» **Task**
Repeat exactly the lines from the line containing "Target: ornamental tile band" through the last line of the records below, inclusive, and nothing else.

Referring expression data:
•••

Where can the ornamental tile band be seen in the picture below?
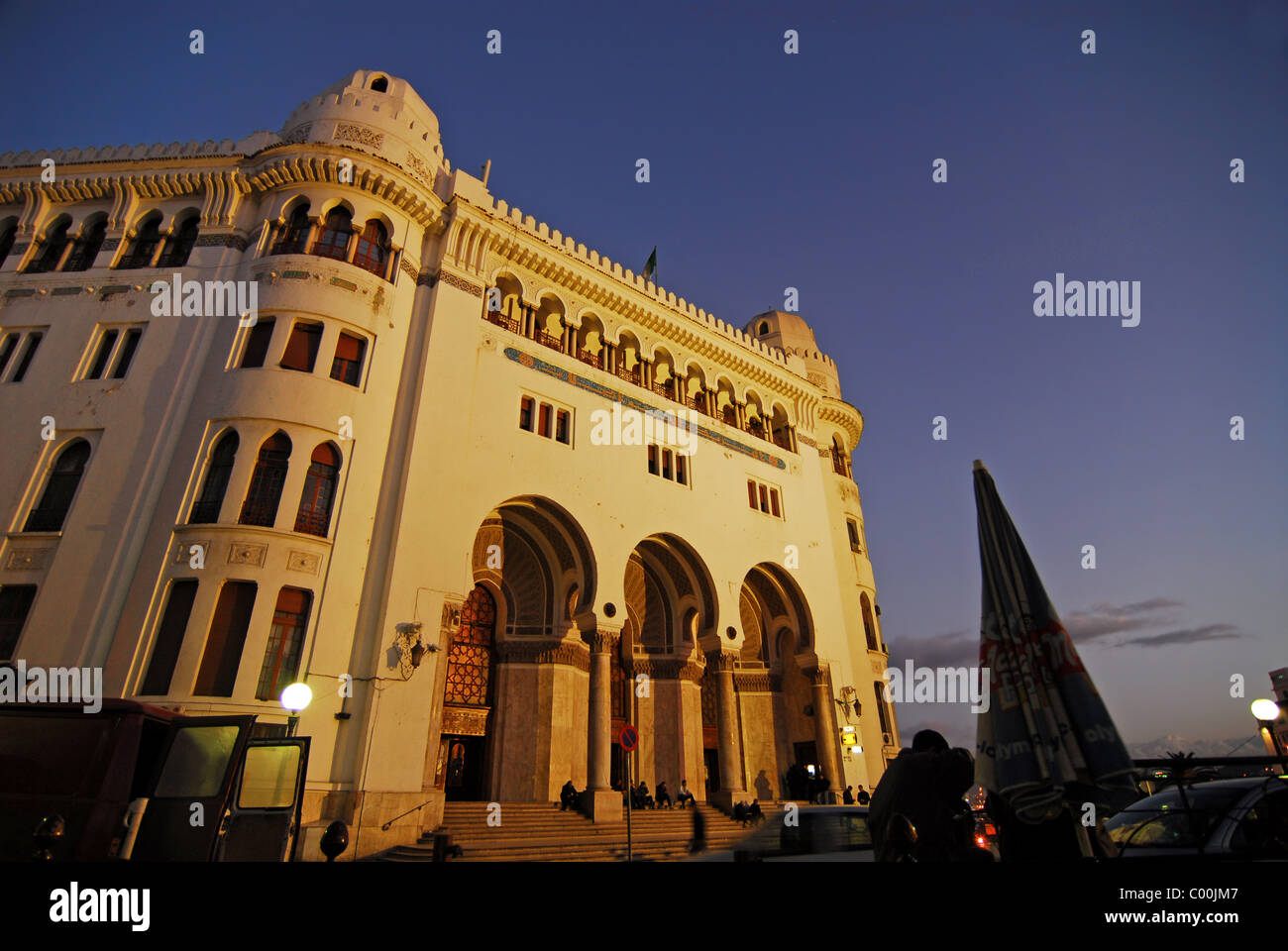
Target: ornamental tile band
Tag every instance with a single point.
(631, 402)
(460, 282)
(348, 132)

•••

» **Written solution**
Target: ornamental tile band
Tag every instance with a single point.
(631, 402)
(460, 282)
(348, 132)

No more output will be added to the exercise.